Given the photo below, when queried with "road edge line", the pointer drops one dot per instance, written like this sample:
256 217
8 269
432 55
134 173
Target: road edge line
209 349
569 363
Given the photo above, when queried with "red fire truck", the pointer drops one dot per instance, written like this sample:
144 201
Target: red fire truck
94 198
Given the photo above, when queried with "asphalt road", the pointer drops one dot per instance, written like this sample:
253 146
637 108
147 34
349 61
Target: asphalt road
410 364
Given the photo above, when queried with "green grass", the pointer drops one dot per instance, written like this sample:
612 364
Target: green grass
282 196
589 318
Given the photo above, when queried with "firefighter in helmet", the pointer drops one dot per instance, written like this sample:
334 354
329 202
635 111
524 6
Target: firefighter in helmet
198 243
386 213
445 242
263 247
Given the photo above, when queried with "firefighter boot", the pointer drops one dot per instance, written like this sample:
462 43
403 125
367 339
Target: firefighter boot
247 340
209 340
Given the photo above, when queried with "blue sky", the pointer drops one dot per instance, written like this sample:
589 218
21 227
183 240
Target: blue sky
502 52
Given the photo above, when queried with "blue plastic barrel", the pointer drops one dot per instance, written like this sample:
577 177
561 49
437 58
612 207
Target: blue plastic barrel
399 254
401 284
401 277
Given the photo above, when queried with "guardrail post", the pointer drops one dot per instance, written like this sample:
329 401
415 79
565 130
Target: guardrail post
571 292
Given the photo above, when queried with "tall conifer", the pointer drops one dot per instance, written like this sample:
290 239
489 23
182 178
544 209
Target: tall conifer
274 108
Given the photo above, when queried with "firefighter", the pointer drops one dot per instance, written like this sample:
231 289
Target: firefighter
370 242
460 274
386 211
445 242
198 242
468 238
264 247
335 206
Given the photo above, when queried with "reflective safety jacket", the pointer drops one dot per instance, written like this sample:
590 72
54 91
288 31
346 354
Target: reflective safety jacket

____________________

#### [EXERCISE OBJECTIVE]
All the entries above need to be reproduced exactly.

#### [RESPONSE]
Given the photo below, when queried with "road edge line", the pointer drops one dot per instance, written like this sample:
256 217
8 269
432 55
134 173
Target: road edge line
209 349
569 363
Given the photo above, when queried with "red fire truck", the pointer drops one dot per instance, written like this sample:
144 201
Target: red fire truck
94 198
Given the photo above, when queried with "asphalt road", the pointer drops one dot per instance, written like this sample:
253 146
637 108
147 34
349 61
Target: asphalt road
410 364
Given the photo above, when queried with "green grass", the pointer drops one dot per instance, written like this sample:
612 364
Target: green grass
282 196
589 318
Given the photo above, when queried with "firefighter in helmet", the pointer drops one dot per instance, written like this sample:
334 354
329 202
635 111
524 6
Target: firefighter in helmet
198 243
386 213
445 242
263 247
Given the photo above, when queried with "firefighter boot", the pointer drops one dot per instance, written like this sample:
462 43
403 125
367 339
Target: firefighter boot
247 340
209 340
Given the photo above, when queried with "blue sky", the pointer drops one dot per instance, written like this sample:
589 218
21 227
183 240
Target: blue sky
502 52
Given the photo above, when queried with "blue plastic barrel", the pointer drops one dot per instance, written like this sample:
577 177
561 49
437 58
612 207
Target: blue plastic barrel
399 254
401 284
401 277
Given the photo above, when queried with "guardrail post", the pointer drops one dot per instance, written like this sample:
329 401
415 79
565 130
Target: guardrail post
571 292
Given the photo above, when queried with "tall conifer", the pointer drops one dot per instance, written like this sample:
290 239
489 23
182 178
544 209
Target: tall conifer
274 108
Given the photo above, when queried with "firefighter", the pointer drops one dot per instance, written like this sample:
231 289
Target: firefighter
370 242
460 274
386 211
445 242
198 242
468 238
264 247
335 206
Given the photo above, when queried with "reflective safety jacket", the pointer drops one dot per instance, written like this sample:
590 72
54 91
288 31
346 354
Target: reflective safety jacket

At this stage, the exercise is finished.